**EXERCISE BRIEF:** One number is the whole answer: how many lines of the records include "with".

**RECORDS TO PROCESS:**
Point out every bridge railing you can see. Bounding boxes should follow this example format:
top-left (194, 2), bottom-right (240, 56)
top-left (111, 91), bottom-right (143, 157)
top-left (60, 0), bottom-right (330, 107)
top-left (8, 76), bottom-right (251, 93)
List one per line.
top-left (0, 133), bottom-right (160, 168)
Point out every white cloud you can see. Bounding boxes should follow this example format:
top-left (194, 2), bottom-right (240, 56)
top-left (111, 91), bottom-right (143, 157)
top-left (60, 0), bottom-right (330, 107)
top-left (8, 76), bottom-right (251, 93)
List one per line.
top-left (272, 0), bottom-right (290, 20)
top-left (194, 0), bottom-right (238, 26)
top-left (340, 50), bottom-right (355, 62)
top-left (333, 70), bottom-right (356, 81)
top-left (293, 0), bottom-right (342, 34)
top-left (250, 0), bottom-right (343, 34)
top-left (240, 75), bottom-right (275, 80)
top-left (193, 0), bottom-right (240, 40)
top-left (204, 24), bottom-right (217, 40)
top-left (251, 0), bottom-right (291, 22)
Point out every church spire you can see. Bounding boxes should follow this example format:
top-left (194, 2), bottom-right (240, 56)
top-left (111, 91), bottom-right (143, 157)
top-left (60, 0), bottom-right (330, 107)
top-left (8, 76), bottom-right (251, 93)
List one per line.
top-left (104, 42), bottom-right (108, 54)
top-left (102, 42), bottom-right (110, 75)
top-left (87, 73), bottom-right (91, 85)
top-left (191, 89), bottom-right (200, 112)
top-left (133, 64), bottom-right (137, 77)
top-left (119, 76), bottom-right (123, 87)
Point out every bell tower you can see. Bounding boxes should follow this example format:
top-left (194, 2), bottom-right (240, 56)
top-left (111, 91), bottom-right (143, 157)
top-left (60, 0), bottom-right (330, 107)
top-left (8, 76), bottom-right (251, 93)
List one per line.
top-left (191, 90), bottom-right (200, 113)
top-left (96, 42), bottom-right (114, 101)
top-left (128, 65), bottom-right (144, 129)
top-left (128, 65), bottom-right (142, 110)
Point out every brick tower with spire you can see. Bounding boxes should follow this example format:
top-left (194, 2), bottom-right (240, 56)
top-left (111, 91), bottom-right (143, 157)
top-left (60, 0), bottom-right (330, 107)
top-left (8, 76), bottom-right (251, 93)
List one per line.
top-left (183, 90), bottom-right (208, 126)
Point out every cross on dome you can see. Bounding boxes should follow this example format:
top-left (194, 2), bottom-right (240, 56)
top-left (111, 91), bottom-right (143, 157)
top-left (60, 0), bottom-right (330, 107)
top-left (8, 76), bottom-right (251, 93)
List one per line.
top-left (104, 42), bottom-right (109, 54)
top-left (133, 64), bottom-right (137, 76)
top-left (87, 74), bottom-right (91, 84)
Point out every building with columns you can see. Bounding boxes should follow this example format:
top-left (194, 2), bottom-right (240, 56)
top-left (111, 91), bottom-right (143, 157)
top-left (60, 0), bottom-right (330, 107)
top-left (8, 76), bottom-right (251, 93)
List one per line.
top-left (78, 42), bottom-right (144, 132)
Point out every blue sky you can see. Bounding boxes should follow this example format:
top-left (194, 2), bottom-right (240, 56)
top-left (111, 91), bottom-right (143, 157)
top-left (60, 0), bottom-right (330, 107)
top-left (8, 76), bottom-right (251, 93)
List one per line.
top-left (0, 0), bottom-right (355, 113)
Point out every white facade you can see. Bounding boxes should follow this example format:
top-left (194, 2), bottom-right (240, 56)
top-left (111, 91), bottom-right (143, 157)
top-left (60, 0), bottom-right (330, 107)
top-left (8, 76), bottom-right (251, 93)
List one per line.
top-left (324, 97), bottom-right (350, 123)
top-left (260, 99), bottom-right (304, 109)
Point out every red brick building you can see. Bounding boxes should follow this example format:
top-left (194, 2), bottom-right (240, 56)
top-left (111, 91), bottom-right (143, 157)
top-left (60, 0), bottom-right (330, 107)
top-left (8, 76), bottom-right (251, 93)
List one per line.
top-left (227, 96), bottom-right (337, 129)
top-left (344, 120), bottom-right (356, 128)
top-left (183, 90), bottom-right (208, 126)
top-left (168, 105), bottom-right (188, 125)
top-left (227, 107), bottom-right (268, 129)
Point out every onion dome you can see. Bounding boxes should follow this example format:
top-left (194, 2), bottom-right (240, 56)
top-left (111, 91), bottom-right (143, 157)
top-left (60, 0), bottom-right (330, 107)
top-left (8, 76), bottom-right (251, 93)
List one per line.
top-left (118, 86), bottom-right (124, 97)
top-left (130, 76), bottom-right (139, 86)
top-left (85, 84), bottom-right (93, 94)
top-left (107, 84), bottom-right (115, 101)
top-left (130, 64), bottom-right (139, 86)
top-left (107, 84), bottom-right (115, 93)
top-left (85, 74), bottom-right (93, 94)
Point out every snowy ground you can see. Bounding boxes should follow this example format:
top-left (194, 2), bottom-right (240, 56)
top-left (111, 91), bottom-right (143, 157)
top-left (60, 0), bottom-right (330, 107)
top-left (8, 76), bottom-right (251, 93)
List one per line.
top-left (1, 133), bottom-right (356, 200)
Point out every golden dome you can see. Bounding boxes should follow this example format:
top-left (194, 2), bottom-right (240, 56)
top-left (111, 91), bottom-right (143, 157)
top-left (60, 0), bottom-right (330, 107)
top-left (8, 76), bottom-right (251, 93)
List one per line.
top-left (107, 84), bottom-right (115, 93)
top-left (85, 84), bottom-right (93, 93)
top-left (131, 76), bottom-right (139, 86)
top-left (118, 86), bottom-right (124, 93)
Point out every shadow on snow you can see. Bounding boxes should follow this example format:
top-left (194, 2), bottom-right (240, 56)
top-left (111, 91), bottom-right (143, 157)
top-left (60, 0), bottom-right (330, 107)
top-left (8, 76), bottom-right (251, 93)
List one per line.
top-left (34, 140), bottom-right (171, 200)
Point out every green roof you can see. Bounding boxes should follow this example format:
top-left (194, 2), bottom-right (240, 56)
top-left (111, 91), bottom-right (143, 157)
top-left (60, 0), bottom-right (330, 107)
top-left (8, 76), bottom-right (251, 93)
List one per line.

**SOLUTION TO THE EXERCISE:** 2